Provided passage —
········
Wednesday, November 04, 2015

Marco Rubio & Club For Growth Remind Us What a Liberal-Left Commie Bastard Donald Trump Is

by JASmius



Admittedly, Rubes isn't in the best position to throw the amnesty rock at Trump through his own mortgaged glass house, but at least he had the stones to do it anyway, unlike Jeb Bush at the debate last week, instead of saying something like, "The welcome mat I have in front of the door to my Senate office is a better rug than Trump's".  Actually, the closest parallel is to yesterday's Chris Christie kick to Rubio's jewels on the exact same charge.  Won't be as effective because of the glass house factor and therefore won't help the young Florida senator as much as it may have Double-C, but it is a public service in reminding everybody of Trump's at-best ambivalence in illegal immigration, and at worst, enthusiastic support of it:

Senator Marco Rubio on Wednesday slammed Donald Trump's record on immigration, saying he only became a hardliner on the issue once he started running for president....

"Well first of all, Donald was a supporter of amnesty and the DREAM Act, he changed his position on those issues just to run for president," Rubio said on Fox News' America's Newsroom.
········
Dataset excerpts —
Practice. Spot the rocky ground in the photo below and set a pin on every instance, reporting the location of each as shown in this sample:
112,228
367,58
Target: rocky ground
········
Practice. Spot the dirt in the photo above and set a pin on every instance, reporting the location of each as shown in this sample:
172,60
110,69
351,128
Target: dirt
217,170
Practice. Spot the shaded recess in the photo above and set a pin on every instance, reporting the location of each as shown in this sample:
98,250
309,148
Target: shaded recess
········
Exercises to complete —
a: Copy the blog post on Rubio and Trump from "Senator Marco Rubio" to "running for president....".
b: Answer these questions from the blog post on Rubio and Trump:
(i) Which candidate does the post say did not raise the amnesty issue against Trump at last week's debate?
(ii) Which candidate attacked Rubio on the same charge the day before?
(iii) On which program did Rubio make his remarks about Trump?

Results by task —
a:
Senator Marco Rubio on Wednesday slammed Donald Trump's record on immigration, saying he only became a hardliner on the issue once he started running for president....

b:
(i) Jeb Bush
(ii) Chris Christie
(iii) Fox News' America's Newsroom